BEGIN Reading text
# Larkin bottles



## Digswithstick (Dec 15, 2009)

Hi ,been quite a while since posting .Grandchild number 2 born nov. 24,working hunting fishing looking for glass and stone artifacts,so much to do so little time lol . This is the Larkin bottles group shot ,two were given to me by forum members and a third one offered to me but my wife picked up same bottle for me at a sale,thankyou though.Would enjoy seeing pictures of any others,thanks


----------



## Digswithstick (Dec 15, 2009)

Larkin bottles from forum members ,thanks again


----------



## Digswithstick (Dec 15, 2009)

Close up of lable


----------



## Digswithstick (Dec 15, 2009)

Stopper wrong color but right type stopper i think


----------



## Digswithstick (Dec 15, 2009)

Larkin milkglass


----------



## Digswithstick (Dec 15, 2009)

Larkin Soap Co


----------



## Digswithstick (Dec 15, 2009)

Larkin screw top


----------



## RedGinger (Dec 15, 2009)

Hey Rick!  Long time, no see.  Congrats on your new Grandchild!  I hope we can all get together to dig again this spring.  I had so much fun arrowhead hunting with you.  That was the best!  I'm looking for places around here to do that.  No luck yet.  
 I like your emerald Larkin bottle a lot.  I think Madpaddla had a similar or the same one.  Nice pictures.


----------



## capsoda (Dec 15, 2009)

That is a good collection of Larkin bottles Rick. Didn't know there were that many different Larkin bottles.


----------



## madman (Dec 15, 2009)

hey rick i didnt know you were looking for larkin bottles ill keep my eyes open  here a few of mine


----------



## Digswithstick (Dec 15, 2009)

Hi Laur ,thanks for congrats.Would be great to hunt for points and dig again with you and Joe and maybe Fred and Tom could come too,i am still working on getting back in to the big dump i told you guys about maybe with any luck by spring .Thanks Warren and Mike ,thanks for posting yours Mike .


----------



## JOETHECROW (Dec 15, 2009)

When my Mom was a young girl ( ten or eleven years old) It would have been in the early 30's,.... Her family was so poor she had to go live with her great aunt on their farm.My mom and her brother had to do the farm work and so forth, but the great aunt sold parakeets, and Larkin soap products for extra cash...My mom said she had an attached room just for that. Oh, and the kids sold Cloverine salve door to door too.[]                                                                Joe


----------



## Plumbata (Dec 15, 2009)

There was a Larkin warehouse/depot in Peoria back in the day, so their bottles show up pretty regularly around here. I have a few not pictured that i may round up and post if I remember. They are pretty interesting as far as post-toc cosmetics/soaps go.
END Reading text
Task to complete »
From the Larkin bottles thread, repeat word for word the passage that opens with "## JOETHECROW (Dec" and closes with "Plumbata (Dec 15, 2009)".
BEGIN Available data
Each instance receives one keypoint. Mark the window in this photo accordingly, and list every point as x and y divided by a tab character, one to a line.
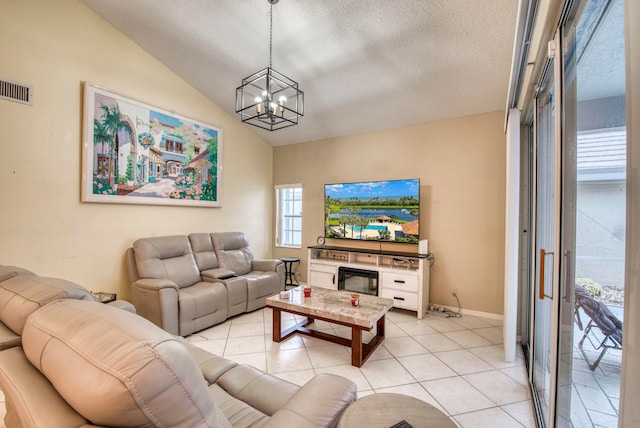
END Available data
Result of the exercise »
## JOETHECROW (Dec 15, 2009)

When my Mom was a young girl ( ten or eleven years old) It would have been in the early 30's,.... Her family was so poor she had to go live with her great aunt on their farm.My mom and her brother had to do the farm work and so forth, but the great aunt sold parakeets, and Larkin soap products for extra cash...My mom said she had an attached room just for that. Oh, and the kids sold Cloverine salve door to door too.[]                                                                Joe


----------



## Plumbata (Dec 15, 2009)